Applicants must have documentation reflecting employment as of February 29, 2020. Acceptable documentation includes paystubs, bank statements reflecting direct or indirect deposits or a letter from an employer that includes salary or typical wages earned in a 2-week period.

Since February 29, 2020, the applicant must have experienced a reduction in hours of work or a pay reduction of 25% or more as a direct result of the COVID-19 crisis.

Related: Local, State, And National Coronavirus Coverage

The website to apply for the relief is People without internet access can call (904) 630-CITY beginning at 10 a.m. Friday.  At the time of this story’s publication, WJCT News could not verify the website as being up and running yet.

After applying for the assistance, the person will get an appointment and a confirmation number. The appointments will be held at the Main Library and the Ed Ball Building starting May 4.

“This will be a first come first serve, so we do expect appointments to fill up quickly,” Curry said.

DATASET RECORDS:
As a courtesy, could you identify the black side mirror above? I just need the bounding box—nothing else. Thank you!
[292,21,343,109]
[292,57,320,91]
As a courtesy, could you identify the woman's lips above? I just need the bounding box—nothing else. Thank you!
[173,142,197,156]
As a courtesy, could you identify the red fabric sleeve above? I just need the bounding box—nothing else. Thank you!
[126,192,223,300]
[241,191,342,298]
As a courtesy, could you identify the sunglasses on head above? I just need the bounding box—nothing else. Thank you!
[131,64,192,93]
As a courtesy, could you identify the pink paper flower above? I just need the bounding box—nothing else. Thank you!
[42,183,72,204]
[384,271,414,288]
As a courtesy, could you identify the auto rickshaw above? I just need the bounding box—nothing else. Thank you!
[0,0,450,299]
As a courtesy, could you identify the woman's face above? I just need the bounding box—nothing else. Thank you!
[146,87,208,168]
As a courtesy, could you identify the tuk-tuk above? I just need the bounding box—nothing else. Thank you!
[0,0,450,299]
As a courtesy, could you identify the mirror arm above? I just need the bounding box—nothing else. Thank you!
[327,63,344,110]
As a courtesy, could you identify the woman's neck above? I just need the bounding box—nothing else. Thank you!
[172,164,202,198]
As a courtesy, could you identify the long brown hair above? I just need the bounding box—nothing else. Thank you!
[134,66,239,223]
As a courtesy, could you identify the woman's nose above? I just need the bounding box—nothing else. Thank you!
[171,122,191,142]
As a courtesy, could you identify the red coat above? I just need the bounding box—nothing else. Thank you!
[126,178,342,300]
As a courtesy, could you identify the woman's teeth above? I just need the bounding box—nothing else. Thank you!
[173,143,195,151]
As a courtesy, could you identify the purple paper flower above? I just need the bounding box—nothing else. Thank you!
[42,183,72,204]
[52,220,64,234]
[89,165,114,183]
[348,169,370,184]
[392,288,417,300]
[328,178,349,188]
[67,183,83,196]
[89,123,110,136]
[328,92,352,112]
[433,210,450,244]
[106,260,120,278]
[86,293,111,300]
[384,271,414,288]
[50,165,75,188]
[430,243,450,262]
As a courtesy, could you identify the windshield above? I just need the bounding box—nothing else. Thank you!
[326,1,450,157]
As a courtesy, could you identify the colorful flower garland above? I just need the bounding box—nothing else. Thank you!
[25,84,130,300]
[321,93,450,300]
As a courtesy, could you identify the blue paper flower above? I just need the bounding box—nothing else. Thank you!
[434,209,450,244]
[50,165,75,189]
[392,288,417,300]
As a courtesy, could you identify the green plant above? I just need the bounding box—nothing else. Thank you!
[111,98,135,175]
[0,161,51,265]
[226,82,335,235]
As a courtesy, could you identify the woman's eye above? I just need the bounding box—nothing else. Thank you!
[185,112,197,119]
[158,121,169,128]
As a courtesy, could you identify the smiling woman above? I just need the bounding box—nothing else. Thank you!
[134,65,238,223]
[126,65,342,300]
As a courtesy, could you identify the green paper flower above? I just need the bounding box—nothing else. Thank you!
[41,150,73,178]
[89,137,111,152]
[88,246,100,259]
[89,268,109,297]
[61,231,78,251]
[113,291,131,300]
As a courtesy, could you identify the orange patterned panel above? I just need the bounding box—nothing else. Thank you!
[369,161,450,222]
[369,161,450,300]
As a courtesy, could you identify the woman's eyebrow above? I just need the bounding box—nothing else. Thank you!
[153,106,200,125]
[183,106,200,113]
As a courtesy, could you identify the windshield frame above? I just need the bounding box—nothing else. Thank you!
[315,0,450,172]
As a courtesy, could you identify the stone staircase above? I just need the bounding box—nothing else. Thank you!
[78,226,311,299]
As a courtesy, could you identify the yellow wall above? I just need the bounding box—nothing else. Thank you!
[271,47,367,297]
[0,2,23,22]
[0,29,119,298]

PROMPT A: Reproduce word for word the part of the passage on COVID-19 relief that begins at "After applying for" and stops after "starting May 4.".
PROMPT B: According to the passage on COVID-19 relief, what is the minimum reduction in hours of work or pay that an applicant must have experienced since February 29, 2020?

RESPONSE BOX A:
After applying for the assistance, the person will get an appointment and a confirmation number. The appointments will be held at the Main Library and the Ed Ball Building starting May 4.

RESPONSE BOX B: A reduction of 25% or more, as a direct result of the COVID-19 crisis.